I don’t think ‘normal’ drinkers ever make promises to themselves about their booze consumption. I think it only happens to those of us who have many, many instances of regret. These instances of regret spawn fierce promises that down the track are really hard to keep because we are (most probably, although this is a slippery scale that is very hard to measure) hooked into booze. Or booze is hooked into us.

It’s not that we’re bad people, or weak. It’s that ALCOHOL IS ADDICTIVE!! If you want to read a really good summary of how and why alcohol is addictive and exactly what happens in our brains and bodies when we drink it read this. And know this: we are not bad people, we’re addicted.

So the problem for those of us who have been addicted for a while and have let ourselves down time and again (by breaking promises we make to ourselves), is that we really genuinely start to believe that we are bad people. That we are worthless, that we are crap, that we are weak or damaged or useless.

We’re not any of those things. We’re addicted.

We’re not the problem. Alcohol is the problem. Or more specifically – alcohol inside us is the problem. But us addicted folk lose sight of that. We think it’s us. This is why removing the alcohol and overcoming the physical aspects of addiction (withdrawals & cravings ) is only one aspect of recovery. The other is healing our emotional selves. Building up our feelings of self-worth to where they were before we started breaking promises.

☆ ☆ ☆ ☆ ☆

### Requirements
1: Can you sum up the passage on alcohol addiction in two sentences?
2: Would you resume the passage on alcohol addiction, picking up right after its final sentence?
The items that come next are separate material, unrelated to the passage on alcohol addiction.

### Entries shown
☆ ☆ ☆ ☆ ☆

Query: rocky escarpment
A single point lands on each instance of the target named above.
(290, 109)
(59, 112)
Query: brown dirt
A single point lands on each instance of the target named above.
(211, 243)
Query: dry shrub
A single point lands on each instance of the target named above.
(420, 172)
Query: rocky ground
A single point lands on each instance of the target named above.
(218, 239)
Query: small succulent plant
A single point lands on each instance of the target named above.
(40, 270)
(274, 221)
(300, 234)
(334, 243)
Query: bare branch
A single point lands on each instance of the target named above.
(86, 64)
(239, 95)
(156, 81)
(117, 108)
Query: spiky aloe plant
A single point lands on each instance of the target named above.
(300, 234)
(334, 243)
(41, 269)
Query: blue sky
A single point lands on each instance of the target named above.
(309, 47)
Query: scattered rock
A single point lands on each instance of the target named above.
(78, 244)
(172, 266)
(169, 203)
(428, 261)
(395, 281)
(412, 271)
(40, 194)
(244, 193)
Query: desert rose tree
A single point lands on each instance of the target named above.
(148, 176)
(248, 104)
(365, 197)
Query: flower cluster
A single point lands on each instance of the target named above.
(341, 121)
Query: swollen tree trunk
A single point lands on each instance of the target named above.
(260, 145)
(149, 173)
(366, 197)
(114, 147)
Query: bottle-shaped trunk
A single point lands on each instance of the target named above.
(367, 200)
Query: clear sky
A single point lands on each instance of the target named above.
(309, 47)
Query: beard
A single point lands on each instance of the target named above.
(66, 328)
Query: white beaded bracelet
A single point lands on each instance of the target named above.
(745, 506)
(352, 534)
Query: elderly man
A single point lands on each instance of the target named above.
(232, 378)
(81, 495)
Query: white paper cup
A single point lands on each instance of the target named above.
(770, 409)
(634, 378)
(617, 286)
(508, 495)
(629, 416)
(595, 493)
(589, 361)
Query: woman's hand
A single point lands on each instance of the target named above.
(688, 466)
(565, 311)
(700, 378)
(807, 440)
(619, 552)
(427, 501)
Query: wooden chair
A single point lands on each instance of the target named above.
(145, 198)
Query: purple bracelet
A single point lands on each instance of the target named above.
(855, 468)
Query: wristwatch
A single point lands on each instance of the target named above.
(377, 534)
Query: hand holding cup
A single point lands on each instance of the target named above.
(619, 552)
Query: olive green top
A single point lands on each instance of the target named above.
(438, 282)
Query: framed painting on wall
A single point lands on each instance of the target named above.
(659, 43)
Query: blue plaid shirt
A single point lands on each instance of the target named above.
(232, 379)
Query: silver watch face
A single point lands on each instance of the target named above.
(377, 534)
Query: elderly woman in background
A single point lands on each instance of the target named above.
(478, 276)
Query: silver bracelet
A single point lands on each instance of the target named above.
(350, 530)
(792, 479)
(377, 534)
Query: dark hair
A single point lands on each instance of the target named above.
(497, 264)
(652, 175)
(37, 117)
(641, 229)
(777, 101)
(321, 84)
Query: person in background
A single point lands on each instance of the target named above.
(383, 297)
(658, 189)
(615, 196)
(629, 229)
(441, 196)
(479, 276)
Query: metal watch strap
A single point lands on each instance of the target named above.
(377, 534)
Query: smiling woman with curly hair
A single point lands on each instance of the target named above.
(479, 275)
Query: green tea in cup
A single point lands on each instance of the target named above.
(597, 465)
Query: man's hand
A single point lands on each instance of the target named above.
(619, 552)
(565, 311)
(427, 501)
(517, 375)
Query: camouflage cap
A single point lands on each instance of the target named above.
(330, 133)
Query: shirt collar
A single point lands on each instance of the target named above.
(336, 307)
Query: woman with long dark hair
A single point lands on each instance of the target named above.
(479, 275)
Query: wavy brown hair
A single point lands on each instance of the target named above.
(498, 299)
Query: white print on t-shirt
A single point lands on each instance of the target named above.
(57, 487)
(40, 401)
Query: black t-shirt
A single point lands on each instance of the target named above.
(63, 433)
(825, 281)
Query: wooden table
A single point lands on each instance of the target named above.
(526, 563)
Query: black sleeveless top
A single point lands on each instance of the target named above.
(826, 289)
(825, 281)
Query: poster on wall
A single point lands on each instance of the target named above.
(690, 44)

☆ ☆ ☆ ☆ ☆

### Outputs for the tasks
1: After many instances of regret, some drinkers make fierce promises about their drinking that are hard to keep because alcohol is addictive, and repeatedly breaking those promises leads them to believe they are bad, weak, or worthless when they are in fact addicted. Since the problem is alcohol inside us rather than us, recovery means both overcoming withdrawals and cravings and healing emotionally by rebuilding self-worth.

2:
When I was at the end of my drinking my sense of self worth was completely shot. I was at my lowest ebb emotionally because I had let myself down time and again. All the wine I poured inside me despite my best intentions and promises to myself had made me feel terrible, and my final deceitful drinking act – hiding a bottle from my husband – was absolutely abhorrent to me. But this is what booze led me to! This was where my addiction had taken me.

The morning after I hid the bottle I separated out from myself and saw very clearly that the problem wasn’t me, the problem was the alcohol. It was then that I made the decision to stop drinking.

The problem wasn’t me, the problem was the alcohol.

So I took the wine away and slowly began to heal. Now I trust myself again and I respect myself again. And people ask me if I miss drinking?! No fucking way. I’m never touching that shit again.